Zu erledigende Aufgaben →
(A) Nennen Sie das Datum, für das der Bundesrat laut dem Text über die Lockerung der Maßnahmen die nächste größere Auslegeordnung angekündigt hat.
(B) Schreiben Sie aus dem Text über die Lockerung der Maßnahmen die Stelle zwischen „Auch Wirtschaftswissenschaftler Eichenberger“ und „Monat deutlich verringert.“ ab, beide Stellen eingeschlossen.

Vorliegender Text →
● ● ●
Gewisse Massnahmen, wie das Tragen der Masken, Abstandhalten und Hygieneregeln werden seiner Meinung nach den Alltag wohl noch für längere Zeit prägen. «Es ergibt durchaus Sinn, dass man freiwillig im Zug eine Maske trägt, wenn man erkältet ist, als eigenverantwortliche Ansteckungsprävention», sagt Utzinger. 

Eichenberger: «Nicht gleich von Big Bang zur Big Party»

Auch Wirtschaftswissenschaftler Eichenberger betont, dass es vor der Öffnung eine Verhaltensänderung in der Bevölkerung brauche. «Wir sollten nicht gleich vom Big Bang zur Big Party wechseln», sagt er. Der Bundesrat habe bisher die Vermittlung einfacher aber effektiver Massnahmen wie freiwilliges regelmässiges Händewaschen und Maskentragen in gewissen Situationen, aber insbesondere das vernünftige Verhalten im Falle einer Erkrankung vernachlässigt. Für die weitere Lockerung der Massnahmen sei es nun Bedingung, dass die Bevölkerung sehr schnell den Umgang mit dem Virus im Alltag ohne Einschränkungen erlerne, sagt er.

Erste Indizien, dass die Bevölkerung ihr Verhalten bereits freiwillig anpasst, gibt es laut der wissenschaftlichen Taskforce: So habe sich die Gesamtmobilität in der Bevölkerung im Vergleich zum vergangenen Monat deutlich verringert. 

Doch reicht dies dem Bundesrat aus, um alle Massnahmen aufzuheben? Dies erscheint eher unwahrscheinlich. Erst letzte Woche hat der Bundesrat die Massnahmen um mindestens einen Monat verlängert. Die nächste grössere Auslegeordnung und die Diskussion möglicher weiterer Lockerungen hat er für den 2. Februar angekündigt.
● ● ●
Gespeicherte Einträge

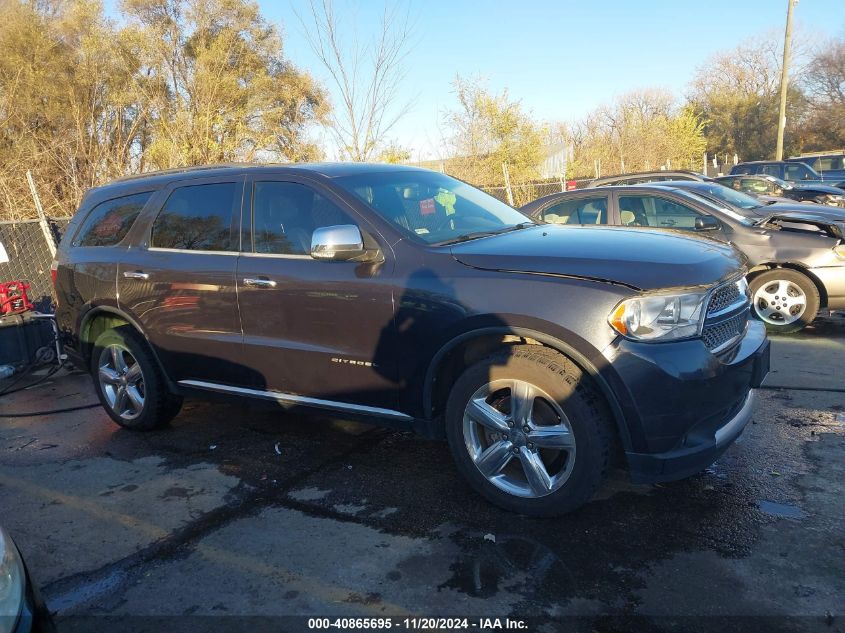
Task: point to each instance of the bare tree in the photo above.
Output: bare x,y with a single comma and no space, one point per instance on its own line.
367,77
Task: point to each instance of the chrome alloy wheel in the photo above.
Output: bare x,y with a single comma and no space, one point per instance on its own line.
780,302
519,438
121,381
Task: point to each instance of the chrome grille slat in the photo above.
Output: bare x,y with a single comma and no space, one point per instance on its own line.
718,334
723,297
727,316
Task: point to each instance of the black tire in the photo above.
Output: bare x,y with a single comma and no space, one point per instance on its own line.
586,411
159,405
770,277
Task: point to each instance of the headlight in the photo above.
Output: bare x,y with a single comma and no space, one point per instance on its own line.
12,584
659,317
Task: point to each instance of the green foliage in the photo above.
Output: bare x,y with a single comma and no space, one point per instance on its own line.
395,154
489,130
177,82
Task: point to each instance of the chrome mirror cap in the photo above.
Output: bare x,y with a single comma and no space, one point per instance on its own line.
340,242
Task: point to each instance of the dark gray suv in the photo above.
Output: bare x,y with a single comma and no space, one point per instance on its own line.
543,354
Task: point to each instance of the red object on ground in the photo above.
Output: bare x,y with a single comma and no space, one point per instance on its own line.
13,299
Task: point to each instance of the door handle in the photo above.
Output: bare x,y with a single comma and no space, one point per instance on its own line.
260,283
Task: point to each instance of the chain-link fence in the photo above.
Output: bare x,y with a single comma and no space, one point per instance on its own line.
30,257
525,193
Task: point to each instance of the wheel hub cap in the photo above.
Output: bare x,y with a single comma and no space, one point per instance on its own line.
780,302
121,382
519,438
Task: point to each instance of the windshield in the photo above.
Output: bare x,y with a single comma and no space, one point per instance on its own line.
726,194
433,207
735,213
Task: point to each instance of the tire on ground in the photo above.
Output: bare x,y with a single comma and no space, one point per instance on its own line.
585,408
160,406
811,292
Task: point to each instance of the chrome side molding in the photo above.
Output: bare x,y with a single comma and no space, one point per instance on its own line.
291,399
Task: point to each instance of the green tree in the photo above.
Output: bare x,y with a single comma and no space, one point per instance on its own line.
488,130
737,95
824,83
215,86
84,99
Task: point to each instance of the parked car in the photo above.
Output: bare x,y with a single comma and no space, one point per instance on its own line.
797,260
647,176
753,205
793,172
412,298
831,165
21,608
772,186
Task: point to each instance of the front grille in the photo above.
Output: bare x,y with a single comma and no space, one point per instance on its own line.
724,297
718,334
727,315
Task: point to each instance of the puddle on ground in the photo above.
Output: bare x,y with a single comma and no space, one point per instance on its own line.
782,510
514,559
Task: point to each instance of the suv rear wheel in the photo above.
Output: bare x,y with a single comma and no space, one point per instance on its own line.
129,383
785,300
528,431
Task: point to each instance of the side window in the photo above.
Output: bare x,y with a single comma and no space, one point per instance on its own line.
797,171
655,212
285,215
757,185
830,162
581,211
198,218
109,222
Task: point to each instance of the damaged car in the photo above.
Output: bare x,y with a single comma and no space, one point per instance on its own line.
796,258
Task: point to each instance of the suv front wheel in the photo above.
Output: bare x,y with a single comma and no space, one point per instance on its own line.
129,383
528,431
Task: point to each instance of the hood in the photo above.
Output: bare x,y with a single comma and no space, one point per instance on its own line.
642,259
812,222
830,185
836,214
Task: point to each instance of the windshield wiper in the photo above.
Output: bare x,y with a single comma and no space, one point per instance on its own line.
477,234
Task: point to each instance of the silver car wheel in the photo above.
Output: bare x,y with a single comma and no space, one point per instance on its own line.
519,438
780,302
121,381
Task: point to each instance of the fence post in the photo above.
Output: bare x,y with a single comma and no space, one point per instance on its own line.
507,183
42,219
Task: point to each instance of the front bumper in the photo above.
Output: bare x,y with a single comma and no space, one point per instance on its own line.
833,280
683,405
686,461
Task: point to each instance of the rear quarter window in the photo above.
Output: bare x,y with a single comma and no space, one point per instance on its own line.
197,218
109,222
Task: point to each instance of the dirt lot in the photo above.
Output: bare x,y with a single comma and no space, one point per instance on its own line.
246,512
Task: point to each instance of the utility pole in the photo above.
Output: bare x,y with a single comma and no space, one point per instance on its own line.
784,78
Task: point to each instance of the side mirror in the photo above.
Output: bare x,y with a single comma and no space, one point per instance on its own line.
342,242
707,223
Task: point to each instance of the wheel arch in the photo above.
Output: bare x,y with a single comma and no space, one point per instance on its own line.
102,318
473,345
794,266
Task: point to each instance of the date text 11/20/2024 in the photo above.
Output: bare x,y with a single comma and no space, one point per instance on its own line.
419,624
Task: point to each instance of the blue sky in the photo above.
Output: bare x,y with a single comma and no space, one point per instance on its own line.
560,58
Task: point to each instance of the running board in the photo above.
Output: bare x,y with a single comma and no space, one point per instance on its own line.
290,399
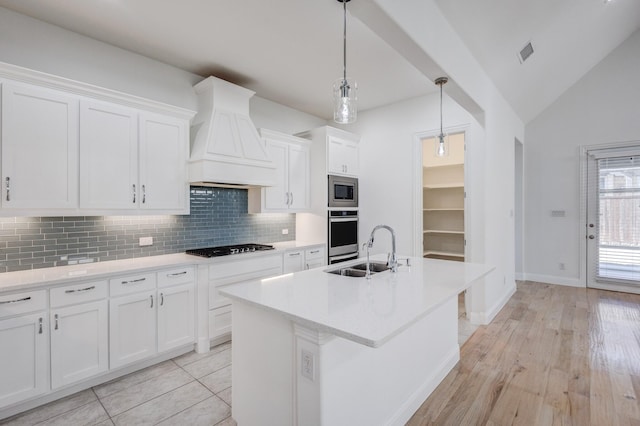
● ● ●
Antworten zur Übung →
(A) Den 2. Februar.

(B)
Auch Wirtschaftswissenschaftler Eichenberger betont, dass es vor der Öffnung eine Verhaltensänderung in der Bevölkerung brauche. «Wir sollten nicht gleich vom Big Bang zur Big Party wechseln», sagt er. Der Bundesrat habe bisher die Vermittlung einfacher aber effektiver Massnahmen wie freiwilliges regelmässiges Händewaschen und Maskentragen in gewissen Situationen, aber insbesondere das vernünftige Verhalten im Falle einer Erkrankung vernachlässigt. Für die weitere Lockerung der Massnahmen sei es nun Bedingung, dass die Bevölkerung sehr schnell den Umgang mit dem Virus im Alltag ohne Einschränkungen erlerne, sagt er.

Erste Indizien, dass die Bevölkerung ihr Verhalten bereits freiwillig anpasst, gibt es laut der wissenschaftlichen Taskforce: So habe sich die Gesamtmobilität in der Bevölkerung im Vergleich zum vergangenen Monat deutlich verringert.